◆ **Problem requirements**
After the line containing "Target: shower enclosure", write nothing more; before it, reproduce every line of the material below exactly, starting with the first.

◆ **Supplied records**
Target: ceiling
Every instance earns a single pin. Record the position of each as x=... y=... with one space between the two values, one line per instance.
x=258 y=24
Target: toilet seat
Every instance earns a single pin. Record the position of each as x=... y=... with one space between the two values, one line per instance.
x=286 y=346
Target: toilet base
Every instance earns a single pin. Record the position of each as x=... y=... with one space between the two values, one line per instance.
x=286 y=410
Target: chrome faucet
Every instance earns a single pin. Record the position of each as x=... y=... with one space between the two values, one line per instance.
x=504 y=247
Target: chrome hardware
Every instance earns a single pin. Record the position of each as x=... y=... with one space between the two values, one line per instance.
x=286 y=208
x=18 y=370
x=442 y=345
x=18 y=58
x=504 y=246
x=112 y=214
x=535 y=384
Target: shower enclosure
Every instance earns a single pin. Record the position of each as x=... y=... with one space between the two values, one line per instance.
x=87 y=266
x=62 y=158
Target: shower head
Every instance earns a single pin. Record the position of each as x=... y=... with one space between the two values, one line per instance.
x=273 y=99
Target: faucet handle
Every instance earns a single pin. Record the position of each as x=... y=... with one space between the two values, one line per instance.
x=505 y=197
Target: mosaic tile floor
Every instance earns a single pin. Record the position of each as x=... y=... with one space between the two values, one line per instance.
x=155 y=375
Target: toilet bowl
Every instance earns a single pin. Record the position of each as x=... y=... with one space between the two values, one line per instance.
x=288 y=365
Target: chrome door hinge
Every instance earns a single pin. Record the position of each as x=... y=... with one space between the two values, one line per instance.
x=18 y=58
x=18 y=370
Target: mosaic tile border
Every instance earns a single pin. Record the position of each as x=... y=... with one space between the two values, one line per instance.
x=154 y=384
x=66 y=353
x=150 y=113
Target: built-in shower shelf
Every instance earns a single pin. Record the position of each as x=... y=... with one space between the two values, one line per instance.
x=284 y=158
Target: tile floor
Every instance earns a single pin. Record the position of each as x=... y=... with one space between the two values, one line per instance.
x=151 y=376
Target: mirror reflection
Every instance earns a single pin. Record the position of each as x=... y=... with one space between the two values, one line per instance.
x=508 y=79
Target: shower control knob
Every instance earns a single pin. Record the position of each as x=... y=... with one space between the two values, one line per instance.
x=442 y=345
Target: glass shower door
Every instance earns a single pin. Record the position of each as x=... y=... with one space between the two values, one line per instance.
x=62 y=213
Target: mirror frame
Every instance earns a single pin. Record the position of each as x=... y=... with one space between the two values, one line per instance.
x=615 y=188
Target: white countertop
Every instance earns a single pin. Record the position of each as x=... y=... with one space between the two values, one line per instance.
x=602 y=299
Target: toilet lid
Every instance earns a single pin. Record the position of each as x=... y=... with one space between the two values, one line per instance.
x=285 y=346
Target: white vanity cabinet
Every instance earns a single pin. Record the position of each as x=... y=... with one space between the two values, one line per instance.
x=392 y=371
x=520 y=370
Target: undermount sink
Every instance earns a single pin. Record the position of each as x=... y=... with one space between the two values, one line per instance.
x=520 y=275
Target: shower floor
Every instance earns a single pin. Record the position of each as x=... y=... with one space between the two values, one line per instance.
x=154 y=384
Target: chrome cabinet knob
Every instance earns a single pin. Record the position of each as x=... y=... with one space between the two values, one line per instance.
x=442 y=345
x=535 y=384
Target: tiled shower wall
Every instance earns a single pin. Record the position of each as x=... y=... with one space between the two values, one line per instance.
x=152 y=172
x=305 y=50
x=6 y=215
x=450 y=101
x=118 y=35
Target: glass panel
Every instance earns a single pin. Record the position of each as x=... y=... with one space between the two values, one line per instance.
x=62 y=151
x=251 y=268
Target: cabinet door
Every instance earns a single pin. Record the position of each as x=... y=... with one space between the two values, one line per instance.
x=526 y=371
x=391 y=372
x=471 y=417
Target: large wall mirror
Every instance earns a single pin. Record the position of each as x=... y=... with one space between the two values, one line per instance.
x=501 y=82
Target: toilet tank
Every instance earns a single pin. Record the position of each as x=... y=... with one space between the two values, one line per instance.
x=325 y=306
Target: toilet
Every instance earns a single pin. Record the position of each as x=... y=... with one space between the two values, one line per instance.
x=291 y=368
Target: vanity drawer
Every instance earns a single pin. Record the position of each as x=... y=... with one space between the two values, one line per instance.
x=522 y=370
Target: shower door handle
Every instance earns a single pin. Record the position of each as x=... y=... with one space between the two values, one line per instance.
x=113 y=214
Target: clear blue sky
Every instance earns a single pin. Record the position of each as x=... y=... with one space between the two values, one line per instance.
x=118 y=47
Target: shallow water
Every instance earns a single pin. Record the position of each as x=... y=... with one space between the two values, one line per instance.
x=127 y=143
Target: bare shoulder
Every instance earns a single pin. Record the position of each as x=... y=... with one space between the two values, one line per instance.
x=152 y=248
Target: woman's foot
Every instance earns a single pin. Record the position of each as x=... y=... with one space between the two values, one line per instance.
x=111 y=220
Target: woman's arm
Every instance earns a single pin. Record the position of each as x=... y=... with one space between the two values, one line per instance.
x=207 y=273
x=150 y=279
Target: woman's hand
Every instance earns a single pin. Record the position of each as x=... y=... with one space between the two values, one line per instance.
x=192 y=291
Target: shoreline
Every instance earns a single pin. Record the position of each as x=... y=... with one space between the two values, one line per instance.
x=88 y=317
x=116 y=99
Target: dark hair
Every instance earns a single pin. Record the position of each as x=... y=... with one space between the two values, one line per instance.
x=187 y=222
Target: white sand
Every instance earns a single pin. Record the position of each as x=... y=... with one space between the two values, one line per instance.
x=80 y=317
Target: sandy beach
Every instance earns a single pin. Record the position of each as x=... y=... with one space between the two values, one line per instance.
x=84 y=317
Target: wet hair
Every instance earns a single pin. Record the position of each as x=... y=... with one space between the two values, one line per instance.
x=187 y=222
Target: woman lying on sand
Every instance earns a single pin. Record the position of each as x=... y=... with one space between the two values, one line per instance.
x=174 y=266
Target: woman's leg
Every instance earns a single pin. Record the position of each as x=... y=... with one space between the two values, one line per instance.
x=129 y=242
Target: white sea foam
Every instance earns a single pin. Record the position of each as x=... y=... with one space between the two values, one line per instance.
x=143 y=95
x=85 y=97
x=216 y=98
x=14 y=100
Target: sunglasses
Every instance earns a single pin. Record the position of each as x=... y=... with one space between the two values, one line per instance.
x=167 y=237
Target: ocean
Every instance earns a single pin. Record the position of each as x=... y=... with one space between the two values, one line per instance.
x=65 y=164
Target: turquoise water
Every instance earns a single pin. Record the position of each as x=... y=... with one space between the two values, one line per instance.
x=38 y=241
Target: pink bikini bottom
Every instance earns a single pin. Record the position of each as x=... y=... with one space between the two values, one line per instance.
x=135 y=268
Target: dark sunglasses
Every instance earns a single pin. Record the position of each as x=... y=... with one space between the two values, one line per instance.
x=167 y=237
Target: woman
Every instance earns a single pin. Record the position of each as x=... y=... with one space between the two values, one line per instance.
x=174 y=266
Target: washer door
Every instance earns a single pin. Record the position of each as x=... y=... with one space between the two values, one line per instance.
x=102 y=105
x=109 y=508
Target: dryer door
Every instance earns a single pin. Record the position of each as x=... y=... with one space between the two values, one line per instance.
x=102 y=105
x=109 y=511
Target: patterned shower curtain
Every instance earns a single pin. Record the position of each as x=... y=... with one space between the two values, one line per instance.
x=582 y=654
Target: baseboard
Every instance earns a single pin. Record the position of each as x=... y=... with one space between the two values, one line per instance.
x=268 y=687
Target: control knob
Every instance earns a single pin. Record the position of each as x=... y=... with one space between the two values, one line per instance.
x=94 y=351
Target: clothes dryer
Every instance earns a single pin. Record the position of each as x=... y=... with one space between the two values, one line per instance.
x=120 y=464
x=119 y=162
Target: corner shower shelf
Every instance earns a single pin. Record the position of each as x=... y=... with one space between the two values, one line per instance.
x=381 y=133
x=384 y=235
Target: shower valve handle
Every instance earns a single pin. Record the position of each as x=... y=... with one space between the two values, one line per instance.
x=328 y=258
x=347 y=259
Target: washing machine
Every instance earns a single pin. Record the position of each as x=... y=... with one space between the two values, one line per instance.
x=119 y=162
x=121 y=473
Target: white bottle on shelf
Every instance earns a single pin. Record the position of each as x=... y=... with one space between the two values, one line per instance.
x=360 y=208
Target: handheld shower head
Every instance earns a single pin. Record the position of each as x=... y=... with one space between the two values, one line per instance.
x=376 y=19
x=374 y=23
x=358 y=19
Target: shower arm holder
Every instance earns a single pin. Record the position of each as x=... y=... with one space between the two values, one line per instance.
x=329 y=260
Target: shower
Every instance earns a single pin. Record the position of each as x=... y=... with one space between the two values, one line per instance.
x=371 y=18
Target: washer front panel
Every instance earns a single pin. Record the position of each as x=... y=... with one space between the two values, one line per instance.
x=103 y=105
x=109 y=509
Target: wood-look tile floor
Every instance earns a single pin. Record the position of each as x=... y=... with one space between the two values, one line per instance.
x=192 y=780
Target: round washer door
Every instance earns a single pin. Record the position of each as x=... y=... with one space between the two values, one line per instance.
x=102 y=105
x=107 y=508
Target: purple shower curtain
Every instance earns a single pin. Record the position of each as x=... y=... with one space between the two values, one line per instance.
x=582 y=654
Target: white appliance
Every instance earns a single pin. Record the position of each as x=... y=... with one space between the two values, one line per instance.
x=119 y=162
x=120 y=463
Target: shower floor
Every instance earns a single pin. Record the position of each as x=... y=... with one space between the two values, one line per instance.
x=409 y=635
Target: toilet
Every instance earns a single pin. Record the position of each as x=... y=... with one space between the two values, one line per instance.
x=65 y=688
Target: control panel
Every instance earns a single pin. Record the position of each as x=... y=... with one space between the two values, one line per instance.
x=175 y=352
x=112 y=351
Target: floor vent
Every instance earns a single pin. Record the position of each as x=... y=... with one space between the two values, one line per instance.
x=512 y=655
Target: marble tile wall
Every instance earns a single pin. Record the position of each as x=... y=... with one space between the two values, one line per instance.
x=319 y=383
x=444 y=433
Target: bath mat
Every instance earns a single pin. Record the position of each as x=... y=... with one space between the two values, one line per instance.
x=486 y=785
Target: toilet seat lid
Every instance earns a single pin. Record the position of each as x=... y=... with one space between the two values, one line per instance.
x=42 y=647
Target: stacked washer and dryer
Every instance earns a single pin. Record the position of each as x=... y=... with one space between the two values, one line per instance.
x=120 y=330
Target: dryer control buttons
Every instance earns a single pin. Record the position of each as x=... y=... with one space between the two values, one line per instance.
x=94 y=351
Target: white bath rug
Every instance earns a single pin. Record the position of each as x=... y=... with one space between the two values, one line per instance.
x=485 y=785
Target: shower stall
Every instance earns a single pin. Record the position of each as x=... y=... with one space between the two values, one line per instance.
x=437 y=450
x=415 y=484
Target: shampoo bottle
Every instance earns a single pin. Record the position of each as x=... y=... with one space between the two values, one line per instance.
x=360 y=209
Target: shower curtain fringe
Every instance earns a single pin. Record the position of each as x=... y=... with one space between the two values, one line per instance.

◆ **Task output**
Target: ceiling
Every instance earns a single pin. Record the position of each as x=... y=... with one space between the two values, one line per instance.
x=258 y=24
Target: toilet seat
Every instance earns a single pin. Record the position of each as x=... y=... with one space between the two values, one line per instance.
x=286 y=346
Target: toilet base
Every instance earns a single pin. Record the position of each as x=... y=... with one space between the two values, one line per instance.
x=286 y=410
Target: chrome faucet
Every instance earns a single pin. Record the position of each as x=... y=... with one space between the two values, one line per instance.
x=504 y=247
Target: chrome hardware
Every instance earns a single pin. Record the position of each as x=... y=... with one space between the two values, one line per instance.
x=286 y=208
x=18 y=370
x=442 y=345
x=18 y=58
x=504 y=246
x=112 y=214
x=535 y=384
Target: shower enclosure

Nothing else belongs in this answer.